### Records for the exercise
»»

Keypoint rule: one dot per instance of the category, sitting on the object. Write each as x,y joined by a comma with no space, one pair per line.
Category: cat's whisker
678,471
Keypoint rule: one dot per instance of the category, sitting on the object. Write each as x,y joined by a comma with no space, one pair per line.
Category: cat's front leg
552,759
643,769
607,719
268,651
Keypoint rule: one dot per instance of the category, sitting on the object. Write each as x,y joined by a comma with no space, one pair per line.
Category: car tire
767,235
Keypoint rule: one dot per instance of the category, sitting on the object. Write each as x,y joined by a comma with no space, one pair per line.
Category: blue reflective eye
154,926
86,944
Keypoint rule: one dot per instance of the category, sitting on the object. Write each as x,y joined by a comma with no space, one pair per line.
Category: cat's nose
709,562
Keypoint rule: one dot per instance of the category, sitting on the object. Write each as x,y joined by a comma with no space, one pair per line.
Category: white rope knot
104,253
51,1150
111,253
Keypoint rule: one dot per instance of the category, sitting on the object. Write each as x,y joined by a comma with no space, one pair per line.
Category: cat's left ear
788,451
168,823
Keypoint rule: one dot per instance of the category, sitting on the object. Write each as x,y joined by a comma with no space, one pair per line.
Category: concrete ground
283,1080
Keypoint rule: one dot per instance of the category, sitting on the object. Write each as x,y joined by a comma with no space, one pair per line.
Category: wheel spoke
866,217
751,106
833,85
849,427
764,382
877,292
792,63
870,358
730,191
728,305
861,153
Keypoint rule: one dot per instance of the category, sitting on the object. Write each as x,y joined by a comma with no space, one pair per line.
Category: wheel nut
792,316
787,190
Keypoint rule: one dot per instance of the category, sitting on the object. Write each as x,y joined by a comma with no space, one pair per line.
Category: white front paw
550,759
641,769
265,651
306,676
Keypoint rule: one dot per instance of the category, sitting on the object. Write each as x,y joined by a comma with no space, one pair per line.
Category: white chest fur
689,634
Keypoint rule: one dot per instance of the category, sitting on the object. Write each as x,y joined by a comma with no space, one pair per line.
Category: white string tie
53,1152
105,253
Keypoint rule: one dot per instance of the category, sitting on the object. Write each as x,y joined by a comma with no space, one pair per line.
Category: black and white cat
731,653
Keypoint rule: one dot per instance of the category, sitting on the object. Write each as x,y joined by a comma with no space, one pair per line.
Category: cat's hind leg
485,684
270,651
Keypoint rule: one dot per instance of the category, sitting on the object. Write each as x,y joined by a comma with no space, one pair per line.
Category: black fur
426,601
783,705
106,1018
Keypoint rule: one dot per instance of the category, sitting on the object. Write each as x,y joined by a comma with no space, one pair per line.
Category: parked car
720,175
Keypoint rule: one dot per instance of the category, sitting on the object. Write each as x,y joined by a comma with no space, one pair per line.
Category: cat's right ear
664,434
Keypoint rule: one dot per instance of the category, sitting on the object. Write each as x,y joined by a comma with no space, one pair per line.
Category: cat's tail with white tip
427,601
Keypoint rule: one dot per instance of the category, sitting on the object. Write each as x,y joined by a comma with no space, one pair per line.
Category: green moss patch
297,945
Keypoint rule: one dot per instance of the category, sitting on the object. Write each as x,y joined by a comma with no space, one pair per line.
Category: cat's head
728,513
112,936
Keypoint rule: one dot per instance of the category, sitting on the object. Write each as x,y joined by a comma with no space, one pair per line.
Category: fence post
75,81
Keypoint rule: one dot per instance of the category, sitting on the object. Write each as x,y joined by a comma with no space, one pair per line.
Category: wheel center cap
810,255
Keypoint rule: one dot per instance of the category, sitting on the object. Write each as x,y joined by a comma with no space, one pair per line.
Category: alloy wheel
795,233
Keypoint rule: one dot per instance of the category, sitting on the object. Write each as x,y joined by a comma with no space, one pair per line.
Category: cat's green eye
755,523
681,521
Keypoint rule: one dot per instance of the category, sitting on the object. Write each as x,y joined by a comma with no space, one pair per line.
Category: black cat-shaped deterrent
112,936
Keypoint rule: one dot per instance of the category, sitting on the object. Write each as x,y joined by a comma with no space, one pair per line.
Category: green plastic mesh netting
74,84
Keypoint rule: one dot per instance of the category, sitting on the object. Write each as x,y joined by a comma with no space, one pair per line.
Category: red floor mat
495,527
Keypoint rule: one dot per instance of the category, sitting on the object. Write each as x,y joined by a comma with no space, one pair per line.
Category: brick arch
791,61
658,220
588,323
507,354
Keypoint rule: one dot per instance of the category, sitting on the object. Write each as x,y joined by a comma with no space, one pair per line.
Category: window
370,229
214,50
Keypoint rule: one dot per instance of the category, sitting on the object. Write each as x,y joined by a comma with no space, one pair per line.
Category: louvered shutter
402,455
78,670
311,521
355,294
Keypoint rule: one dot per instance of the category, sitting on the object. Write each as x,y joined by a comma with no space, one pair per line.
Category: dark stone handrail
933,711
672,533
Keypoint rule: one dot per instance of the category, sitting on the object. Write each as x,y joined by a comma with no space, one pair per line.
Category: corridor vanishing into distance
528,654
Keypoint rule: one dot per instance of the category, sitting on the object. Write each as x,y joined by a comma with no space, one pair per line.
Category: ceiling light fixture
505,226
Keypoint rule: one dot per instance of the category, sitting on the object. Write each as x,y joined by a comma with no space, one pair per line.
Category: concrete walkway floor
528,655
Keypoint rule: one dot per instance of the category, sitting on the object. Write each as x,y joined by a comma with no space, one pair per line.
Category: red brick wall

««

### Written instruction
All of the data needs to be printed once more, exactly.

### Task result
Keypoint rule: one dot per instance of the category, sitting on the object. Write each as x,y joined by a comma with no space, one pair per line.
Category: cat's whisker
678,471
Keypoint rule: one dot per instance of the category, sitting on the object. Write each as x,y joined by a comma with no space, one pair per line.
Category: cat's front leg
552,759
643,769
607,719
268,651
Keypoint rule: one dot per instance of the category, sitting on the object. Write each as x,y joined by a comma with no space, one pair per line.
Category: car tire
767,235
Keypoint rule: one dot per instance of the category, sitting on the object. Write each as x,y joined by a comma with no space, one pair per line.
Category: blue reflective eye
154,926
86,944
Keypoint rule: one dot per instance of the category, sitting on the object. Write each as x,y joined by a comma with no space, one pair per line.
Category: cat's nose
709,562
Keypoint rule: one dot per instance of the category, sitting on the object. Write each as x,y joined by a comma with no space, one pair per line.
Category: white rope knot
104,253
51,1150
111,253
Keypoint rule: one dot per instance of the category, sitting on the object. Write each as x,y joined by a comma with no space, one pair per line.
Category: cat's left ear
788,451
168,823
Keypoint rule: one dot per instance of the category, sitting on the object. Write each as x,y joined by a comma with no space, one pair per line.
Category: concrete ground
283,1080
Keypoint rule: one dot per instance of the category, sitting on the object. Write each as x,y joined by a comma with no space, one pair per line.
Category: wheel spoke
866,217
751,106
833,85
849,427
764,382
877,292
792,63
870,358
730,191
728,305
861,153
Keypoint rule: one dot per instance of the category, sitting on the object. Write each as x,y joined by a comma with no space, one pair per line.
Category: wheel nut
792,316
787,190
Keypoint rule: one dot per instance of the category, sitting on the object. Write each as x,y joined by a comma with no space, one pair per line.
Category: white front paw
550,759
641,769
265,651
306,676
Keypoint rule: one dot per instance of the category, sitting on the object. Write each as x,y joined by a comma with no space, one pair per line.
Category: white chest fur
689,634
Keypoint rule: one dot per instance of the category, sitting on the object. Write each as x,y joined by a comma with no space, one pair per line.
Category: white string tie
53,1152
105,253
Keypoint rule: one dot per instance of the category, sitting on the object. Write each as x,y joined by a comma with no space, one pair per line.
Category: black and white cat
731,653
Keypoint rule: one dot per instance of the category, sitting on the object. Write each as x,y joined by a comma with no space, one pair per line.
Category: cat's hind leg
485,684
270,651
Keypoint rule: one dot per instance of the category, sitting on the object. Write each as x,y joined by a comma with no space, one pair per line.
Category: black fur
426,601
783,705
106,1018
Keypoint rule: one dot per instance of the category, sitting on the object. Write each as x,y joined by a comma with no space, one pair per line.
Category: parked car
720,175
Keypoint rule: one dot per instance of the category, sitting on the object. Write each as x,y joined by a comma with no space, one pair per line.
Category: cat's right ear
664,434
Keypoint rule: one dot per instance of the category, sitting on the object. Write each as x,y joined by a comma with no space, one pair per line.
Category: cat's tail with white tip
427,601
Keypoint rule: one dot per instance of the category, sitting on the object. Write each as x,y joined by a comma with no space, one pair per line.
Category: green moss patch
297,945
Keypoint rule: one dot per instance of the category, sitting on the object. Write each as x,y joined by a comma with no space, one pair per line.
Category: cat's head
728,513
112,936
Keypoint rule: one dot per instance of the category, sitting on the object. Write each as x,y joined by a comma with no space, one pair per line.
Category: fence post
75,81
Keypoint rule: one dot per instance of the category, sitting on the object. Write each as x,y joined by a comma with no space, one pair per line.
Category: wheel center cap
810,255
Keypoint rule: one dot per instance of the category, sitting on the object. Write each as x,y joined by a comma with no space, one pair per line.
Category: alloy wheel
795,233
Keypoint rule: one dot per instance of the category, sitting on the object. Write each as x,y joined by a comma with no space, one pair per line.
Category: cat's green eye
755,523
681,521
Keypoint rule: one dot per instance of the category, sitting on the object. Write each as x,y joined by a comma with no space, one pair per line.
Category: black cat-shaped deterrent
112,936
Keypoint rule: one dot per instance of the category, sitting on the object. Write each as x,y joined by a comma with no space, one pair per line.
Category: green plastic mesh netting
74,84
Keypoint rule: one dot per instance of the category, sitting on the object. Write each as x,y joined by a comma with no space, one pair per line.
Category: red floor mat
495,527
Keypoint rule: one dot per instance of the category, sitting on the object. Write each as x,y joined by a comma with no space, one pair per line.
Category: brick arch
791,61
658,220
588,323
507,354
Keypoint rule: one dot per instance of the category, sitting on the object. Write each as x,y joined by a comma with no space, one pair per line.
Category: window
370,229
214,50
Keypoint rule: one dot per instance of the category, sitting on the object. Write each as x,y joined by a comma with no space, one pair per line.
Category: louvered shutter
402,455
78,670
311,521
355,294
Keypoint rule: one dot per instance of the category, sitting on the object. Write each as x,y joined by a comma with no space, one pair per line.
Category: dark stone handrail
933,711
672,533
Keypoint rule: one dot per instance of the category, sitting on the object. Write each as x,y joined by a comma with no space, one pair per line.
Category: corridor vanishing into distance
528,654
Keypoint rule: one dot per instance of the category, sitting on the object. Write each as x,y joined by a comma with no space, one pair per line.
Category: ceiling light fixture
505,226
Keypoint rule: one dot per instance of the category, sitting on the object. Write each as x,y joined by a comma with no space, one pair per line.
Category: concrete walkway floor
528,655
Keypoint rule: one dot per instance of the category, sitting on the object. Write each as x,y joined by a comma with no space, one pair per line.
Category: red brick wall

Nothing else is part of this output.